REQUIRED TASK: Rewrite the records below, changing every "Target" to "Label" and leaving everything else unchanged. Leave the pictures out of your answer.

EXERCISE INPUTS:
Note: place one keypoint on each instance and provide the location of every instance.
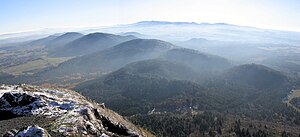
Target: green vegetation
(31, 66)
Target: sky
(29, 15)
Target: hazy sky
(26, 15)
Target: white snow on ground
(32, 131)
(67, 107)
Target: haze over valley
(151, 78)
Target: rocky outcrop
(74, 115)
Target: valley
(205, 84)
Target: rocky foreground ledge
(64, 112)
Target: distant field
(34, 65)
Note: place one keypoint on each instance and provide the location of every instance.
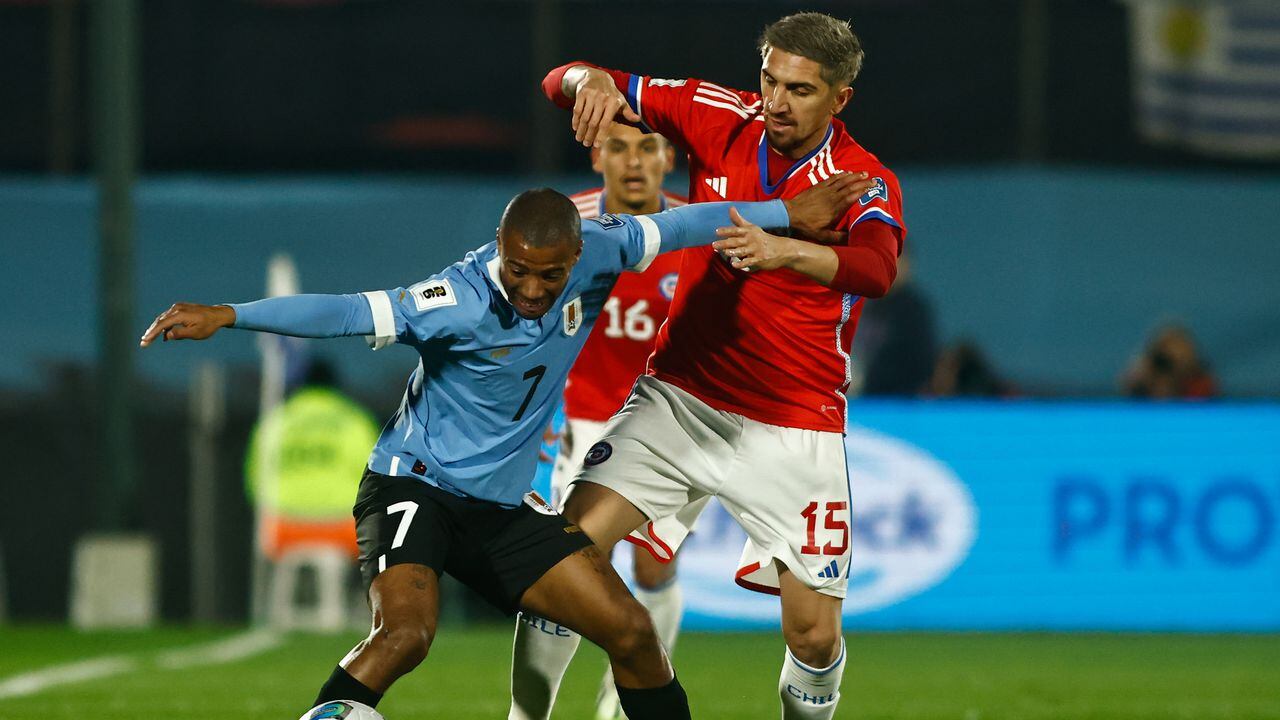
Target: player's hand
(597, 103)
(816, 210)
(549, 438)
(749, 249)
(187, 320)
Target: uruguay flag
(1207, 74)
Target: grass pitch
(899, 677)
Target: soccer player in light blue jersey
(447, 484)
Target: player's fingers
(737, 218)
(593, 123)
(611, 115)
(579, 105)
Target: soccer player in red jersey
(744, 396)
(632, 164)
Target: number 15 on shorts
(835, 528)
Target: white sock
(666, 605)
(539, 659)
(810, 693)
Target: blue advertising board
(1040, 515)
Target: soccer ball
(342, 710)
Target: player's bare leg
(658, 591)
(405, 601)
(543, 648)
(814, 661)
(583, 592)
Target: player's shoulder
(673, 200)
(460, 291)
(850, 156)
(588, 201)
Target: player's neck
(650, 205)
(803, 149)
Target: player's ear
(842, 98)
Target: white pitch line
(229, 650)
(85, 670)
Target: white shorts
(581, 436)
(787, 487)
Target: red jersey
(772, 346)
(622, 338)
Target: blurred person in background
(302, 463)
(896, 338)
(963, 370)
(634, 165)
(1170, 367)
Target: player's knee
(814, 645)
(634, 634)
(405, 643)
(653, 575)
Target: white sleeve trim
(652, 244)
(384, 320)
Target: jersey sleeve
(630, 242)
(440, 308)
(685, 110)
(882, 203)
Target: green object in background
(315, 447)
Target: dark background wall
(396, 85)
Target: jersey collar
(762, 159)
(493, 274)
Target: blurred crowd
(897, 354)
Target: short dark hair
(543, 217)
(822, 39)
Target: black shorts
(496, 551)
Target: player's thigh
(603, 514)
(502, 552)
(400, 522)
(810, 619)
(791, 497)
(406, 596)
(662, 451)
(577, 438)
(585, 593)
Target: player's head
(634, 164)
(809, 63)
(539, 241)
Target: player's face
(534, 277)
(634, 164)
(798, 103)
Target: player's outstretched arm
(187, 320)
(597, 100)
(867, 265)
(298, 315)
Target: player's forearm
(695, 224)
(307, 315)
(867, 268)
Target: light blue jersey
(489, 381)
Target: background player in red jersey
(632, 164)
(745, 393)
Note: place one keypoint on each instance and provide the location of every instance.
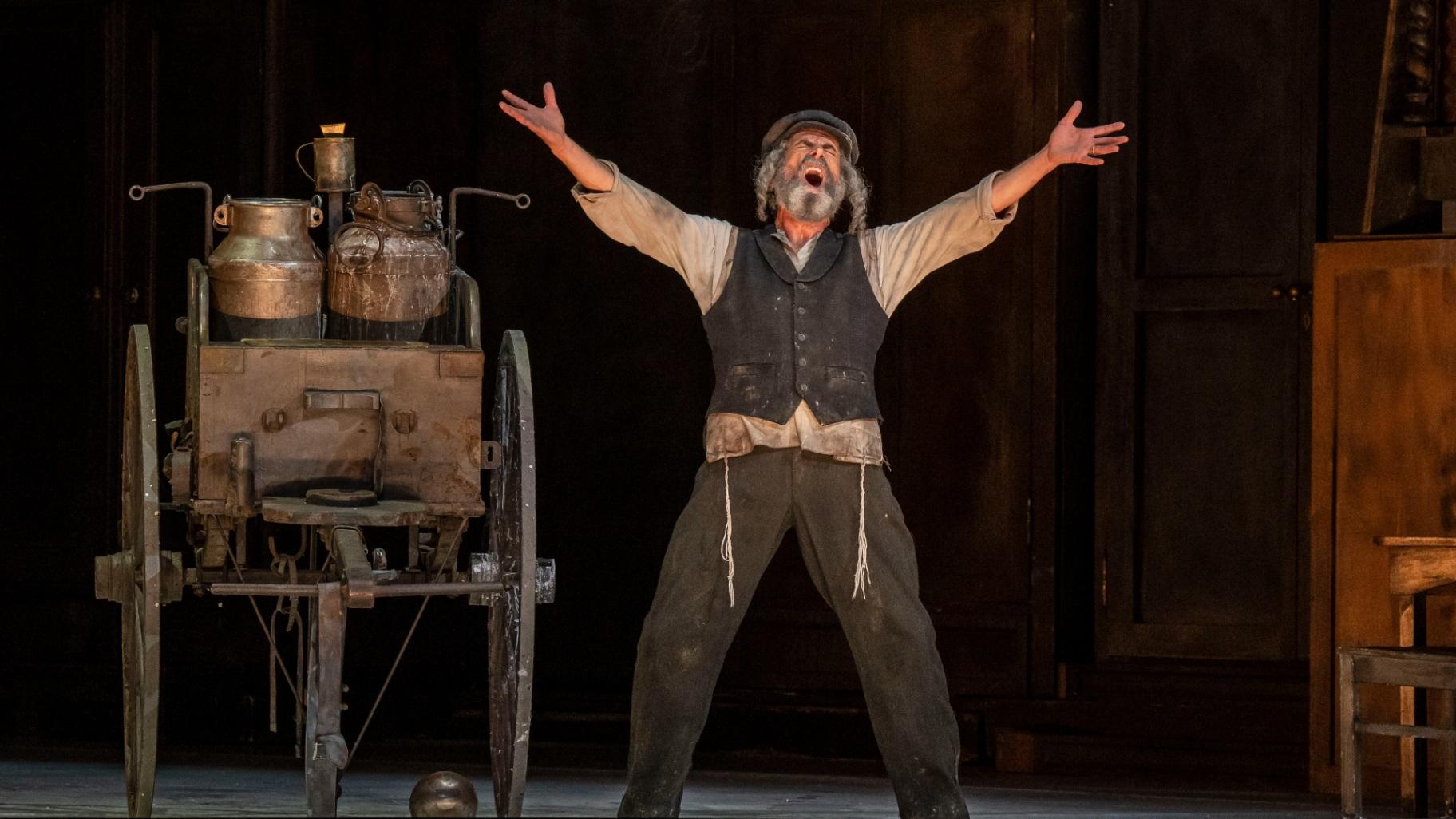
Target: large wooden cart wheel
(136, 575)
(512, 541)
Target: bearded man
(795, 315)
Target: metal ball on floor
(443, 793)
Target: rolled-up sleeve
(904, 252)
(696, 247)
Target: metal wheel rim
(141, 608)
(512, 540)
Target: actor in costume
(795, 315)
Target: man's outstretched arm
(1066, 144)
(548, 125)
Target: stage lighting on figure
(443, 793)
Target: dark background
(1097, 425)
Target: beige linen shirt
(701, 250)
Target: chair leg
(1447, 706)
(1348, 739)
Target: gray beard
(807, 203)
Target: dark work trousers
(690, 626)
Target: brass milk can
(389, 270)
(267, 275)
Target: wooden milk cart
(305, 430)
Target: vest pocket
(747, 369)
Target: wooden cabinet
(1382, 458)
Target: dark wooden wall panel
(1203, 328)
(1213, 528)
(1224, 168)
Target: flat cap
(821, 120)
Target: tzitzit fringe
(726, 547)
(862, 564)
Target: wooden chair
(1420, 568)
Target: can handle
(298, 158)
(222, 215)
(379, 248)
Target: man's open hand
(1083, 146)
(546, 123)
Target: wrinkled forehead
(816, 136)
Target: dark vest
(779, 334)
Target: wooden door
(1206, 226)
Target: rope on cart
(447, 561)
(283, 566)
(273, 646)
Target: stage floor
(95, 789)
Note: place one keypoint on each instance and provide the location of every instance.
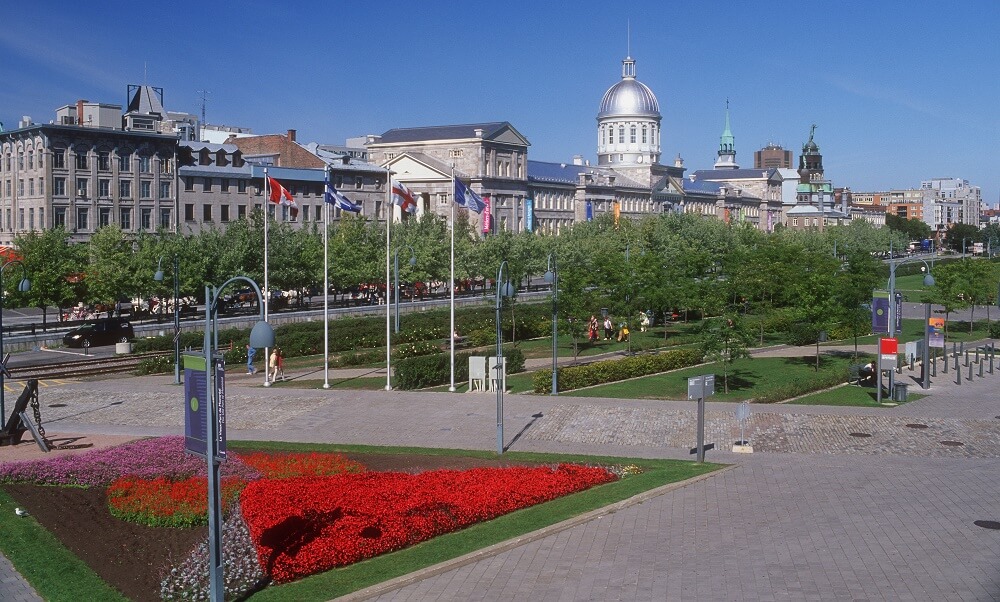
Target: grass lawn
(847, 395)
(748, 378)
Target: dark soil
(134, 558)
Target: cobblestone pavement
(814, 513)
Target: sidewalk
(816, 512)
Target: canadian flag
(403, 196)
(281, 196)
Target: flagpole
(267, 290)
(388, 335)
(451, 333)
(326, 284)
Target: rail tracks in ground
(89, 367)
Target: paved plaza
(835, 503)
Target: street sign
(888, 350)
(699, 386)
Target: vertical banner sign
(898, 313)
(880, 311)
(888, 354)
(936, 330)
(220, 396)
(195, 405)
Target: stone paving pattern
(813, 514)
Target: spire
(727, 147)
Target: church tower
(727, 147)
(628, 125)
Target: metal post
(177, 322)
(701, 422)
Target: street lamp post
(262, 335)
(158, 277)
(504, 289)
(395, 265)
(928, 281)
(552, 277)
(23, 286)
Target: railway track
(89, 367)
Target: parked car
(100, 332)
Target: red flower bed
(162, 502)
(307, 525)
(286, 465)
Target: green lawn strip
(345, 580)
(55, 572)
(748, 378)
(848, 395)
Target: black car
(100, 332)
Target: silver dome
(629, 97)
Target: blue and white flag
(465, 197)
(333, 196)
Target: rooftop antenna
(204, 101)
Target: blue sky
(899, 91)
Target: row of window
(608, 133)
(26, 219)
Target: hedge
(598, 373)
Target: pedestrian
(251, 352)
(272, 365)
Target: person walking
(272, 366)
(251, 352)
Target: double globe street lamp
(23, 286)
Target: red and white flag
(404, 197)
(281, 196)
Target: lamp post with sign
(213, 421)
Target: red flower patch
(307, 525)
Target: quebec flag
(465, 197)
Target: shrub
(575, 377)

RESPONSE FOR THIS EXERCISE:
Note: place one keypoint on each instance and provide the location of every instance.
Label: green vegetation
(31, 66)
Label: sky
(29, 15)
Label: hazy sky
(26, 15)
Label: white snow on ground
(32, 131)
(67, 107)
Label: haze over valley
(151, 78)
Label: rocky outcrop
(74, 115)
Label: valley
(205, 84)
Label: rocky foreground ledge
(64, 112)
Label: distant field
(34, 65)
Note: place one keypoint on each instance and provide the location of every instance.
Label: player's hand
(597, 103)
(816, 210)
(549, 438)
(749, 249)
(187, 320)
Label: uruguay flag
(1207, 74)
Label: grass pitch
(899, 677)
Label: soccer player in light blue jersey
(447, 484)
Label: player's fingers
(737, 218)
(593, 123)
(611, 115)
(579, 105)
Label: soccer player in red jersey
(744, 396)
(632, 164)
Label: number 15 on shorts
(835, 528)
Label: white sock
(666, 605)
(539, 659)
(810, 693)
Label: blue advertising board
(1040, 515)
Label: soccer ball
(342, 710)
Label: player's bare leg
(658, 591)
(405, 601)
(543, 648)
(814, 661)
(583, 592)
Label: player's shoulder
(673, 200)
(460, 291)
(850, 156)
(588, 201)
Label: player's neck
(650, 205)
(803, 149)
Label: player's ear
(842, 98)
Label: white pitch line
(229, 650)
(85, 670)
Label: white shorts
(581, 436)
(787, 487)
Label: red jersey
(772, 346)
(622, 338)
Label: blurred person in background
(302, 463)
(896, 338)
(963, 370)
(634, 165)
(1170, 367)
Label: player's knee
(814, 645)
(634, 634)
(405, 643)
(653, 575)
Label: white sleeve trim
(652, 244)
(384, 320)
Label: jersey sleeve
(630, 242)
(440, 308)
(685, 110)
(882, 203)
Label: green object in background
(315, 447)
Label: dark background wall
(396, 85)
Label: jersey collar
(762, 159)
(493, 274)
Label: blurred crowd
(897, 354)
Label: short dark hair
(543, 217)
(822, 39)
Label: black shorts
(496, 551)
Label: player's thigh
(603, 514)
(502, 552)
(400, 522)
(810, 619)
(791, 497)
(406, 596)
(662, 451)
(577, 438)
(585, 593)
Label: player's head
(634, 164)
(809, 63)
(539, 241)
Label: player's face
(534, 277)
(634, 164)
(798, 103)
Label: player's outstretched arm
(187, 320)
(597, 100)
(867, 265)
(298, 315)
Label: player's forearm
(695, 224)
(307, 315)
(867, 268)
Label: light blue jersey
(489, 381)
Label: background player in red jersey
(632, 164)
(745, 393)
Note: place one keypoint on each instance and provide the location of every instance.
Label: large wooden cart wheel
(136, 575)
(512, 541)
Label: bearded man
(795, 315)
Label: metal ball on floor
(443, 793)
Label: rolled-up sleeve
(904, 252)
(696, 247)
Label: metal wheel rim
(141, 608)
(512, 540)
Label: actor in costume
(795, 315)
Label: man's outstretched arm
(1066, 144)
(548, 125)
Label: stage lighting on figure
(443, 793)
Label: dark background
(1097, 425)
Label: beige linen shirt
(701, 250)
Label: chair leg
(1447, 706)
(1348, 739)
Label: gray beard
(807, 203)
Label: dark work trousers
(690, 626)
Label: brass milk can
(389, 270)
(267, 275)
Label: wooden milk cart
(305, 430)
Label: vest pocket
(747, 369)
Label: wooden cabinet
(1382, 458)
Label: dark wooden wall panel
(1203, 328)
(1213, 528)
(1224, 168)
Label: flat cap
(821, 120)
Label: tzitzit fringe
(726, 547)
(862, 564)
Label: wooden chair
(1420, 568)
Label: can handle
(298, 158)
(222, 215)
(379, 248)
Label: man's open hand
(1083, 146)
(546, 123)
Label: wrinkled forehead
(816, 136)
Label: dark vest
(779, 334)
Label: wooden door
(1206, 226)
Label: rope on cart
(447, 561)
(283, 566)
(273, 646)
Label: stage floor
(95, 789)
Note: place one keypoint on each instance and provide the location of every instance.
Label: grass lawn
(847, 395)
(748, 378)
Label: dark soil
(134, 558)
Label: cobblestone pavement
(814, 513)
Label: sidewalk
(816, 512)
Label: canadian flag
(403, 196)
(281, 196)
Label: flagpole
(267, 290)
(388, 335)
(451, 333)
(326, 284)
Label: rail tracks in ground
(89, 367)
Label: paved plaza
(835, 503)
Label: street sign
(888, 350)
(699, 386)
Label: vertical banner sign
(898, 313)
(880, 311)
(888, 354)
(936, 330)
(220, 396)
(195, 405)
Label: stone paving pattern
(813, 514)
Label: spire
(727, 147)
Label: church tower
(727, 147)
(628, 125)
Label: metal post
(177, 322)
(701, 422)
Label: street lamp post
(262, 335)
(158, 277)
(504, 289)
(395, 265)
(928, 281)
(552, 277)
(23, 286)
Label: railway track
(89, 367)
Label: parked car
(100, 332)
Label: red flower bed
(162, 502)
(307, 525)
(286, 465)
Label: green lawn strip
(345, 580)
(55, 572)
(748, 378)
(848, 395)
Label: black car
(100, 332)
Label: silver dome
(629, 97)
Label: blue and white flag
(465, 197)
(333, 196)
Label: rooftop antenna
(204, 101)
Label: blue sky
(899, 91)
Label: row of window
(608, 133)
(26, 219)
Label: hedge
(598, 373)
Label: pedestrian
(251, 352)
(272, 365)
Label: person walking
(272, 366)
(251, 352)
Label: double globe street lamp
(23, 286)
Label: red and white flag
(404, 197)
(281, 196)
Label: lamp post with sign
(213, 421)
Label: red flower patch
(307, 525)
Label: quebec flag
(465, 197)
Label: shrub
(575, 377)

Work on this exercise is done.